What is expected: In the film review below, which actor plays Benjamin?

At first glance, this film seems like a fairly odd film choice for director David Fincher. The styles of his previous films were consistently dark and stylish, in story and design. So why would a director who made his name with films like Fight Club, Se7en, and Zodiac opt for a character driven fairy tale? For starters, he is one of probably a handful of directors with the ability to handle the special effects needed to properly translate the required images to the screen while being able to balance them against the story. If the main device of the movie is the setup, then right behind it would be how the effects were handled. Technologically, the film is a masterpiece. Throughout the film we see Benjamin (Brad Pitt) at every point in his life, from grave to cradle. Almost every scene features Pitt at various ages other than his own and you are left with no choice other than to believe it – it is just that seamless. In an early scene you see a child’s body with the 80 year old face of Brad Pitt and you believe it. It is obvious enough to notice but subtle enough for you not to care. It’s only after the film is over do you start to wonder how it was done. The greatest compliment I can give the film is never once are you taken out of the story because of the effects.

Data lines:
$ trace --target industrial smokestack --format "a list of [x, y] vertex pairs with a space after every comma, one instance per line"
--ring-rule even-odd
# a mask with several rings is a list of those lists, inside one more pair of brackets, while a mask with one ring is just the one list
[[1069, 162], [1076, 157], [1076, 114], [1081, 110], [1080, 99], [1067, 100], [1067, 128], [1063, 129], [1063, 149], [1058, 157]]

Response below: Brad Pitt